Object detection data
____

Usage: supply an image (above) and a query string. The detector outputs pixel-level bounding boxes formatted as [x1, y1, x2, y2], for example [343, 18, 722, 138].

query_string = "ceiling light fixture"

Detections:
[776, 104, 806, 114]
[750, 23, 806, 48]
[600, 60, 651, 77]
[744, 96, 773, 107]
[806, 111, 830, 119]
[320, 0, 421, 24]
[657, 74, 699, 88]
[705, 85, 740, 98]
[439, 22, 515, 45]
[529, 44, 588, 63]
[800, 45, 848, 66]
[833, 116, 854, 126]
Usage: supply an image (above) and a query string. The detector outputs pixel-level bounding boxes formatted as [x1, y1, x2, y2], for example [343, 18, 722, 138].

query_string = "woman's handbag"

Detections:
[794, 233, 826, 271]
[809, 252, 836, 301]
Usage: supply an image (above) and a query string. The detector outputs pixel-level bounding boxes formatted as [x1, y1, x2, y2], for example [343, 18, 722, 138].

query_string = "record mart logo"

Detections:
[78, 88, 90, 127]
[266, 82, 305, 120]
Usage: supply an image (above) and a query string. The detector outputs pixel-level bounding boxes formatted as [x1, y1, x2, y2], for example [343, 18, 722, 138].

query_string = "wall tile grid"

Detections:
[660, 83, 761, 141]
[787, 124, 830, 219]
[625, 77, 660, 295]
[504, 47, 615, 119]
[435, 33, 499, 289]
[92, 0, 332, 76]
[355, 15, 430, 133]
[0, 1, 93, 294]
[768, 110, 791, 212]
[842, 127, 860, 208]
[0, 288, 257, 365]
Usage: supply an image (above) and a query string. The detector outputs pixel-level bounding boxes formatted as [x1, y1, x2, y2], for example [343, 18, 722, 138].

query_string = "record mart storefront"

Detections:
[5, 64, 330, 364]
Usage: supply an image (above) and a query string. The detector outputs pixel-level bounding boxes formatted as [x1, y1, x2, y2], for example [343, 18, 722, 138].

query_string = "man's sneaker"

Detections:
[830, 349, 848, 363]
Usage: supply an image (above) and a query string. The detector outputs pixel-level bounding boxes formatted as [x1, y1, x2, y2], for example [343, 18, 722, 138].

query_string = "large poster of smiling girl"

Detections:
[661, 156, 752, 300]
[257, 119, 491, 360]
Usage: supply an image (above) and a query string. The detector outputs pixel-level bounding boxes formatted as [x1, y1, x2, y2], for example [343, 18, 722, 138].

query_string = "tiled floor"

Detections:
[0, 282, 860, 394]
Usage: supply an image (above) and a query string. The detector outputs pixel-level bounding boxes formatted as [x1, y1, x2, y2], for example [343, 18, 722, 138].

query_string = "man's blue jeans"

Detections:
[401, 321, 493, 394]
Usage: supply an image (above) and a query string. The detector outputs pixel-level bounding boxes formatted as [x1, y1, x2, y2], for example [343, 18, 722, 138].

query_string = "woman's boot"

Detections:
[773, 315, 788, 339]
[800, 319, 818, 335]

____

=== Exercise goal ===
Which lines in the items above contain the string "record"? Report each such line in full, treating uppercase and lowercase as different.

=== Result for this exercise ===
query_string = "record mart logo"
query_string = "record mart storefront"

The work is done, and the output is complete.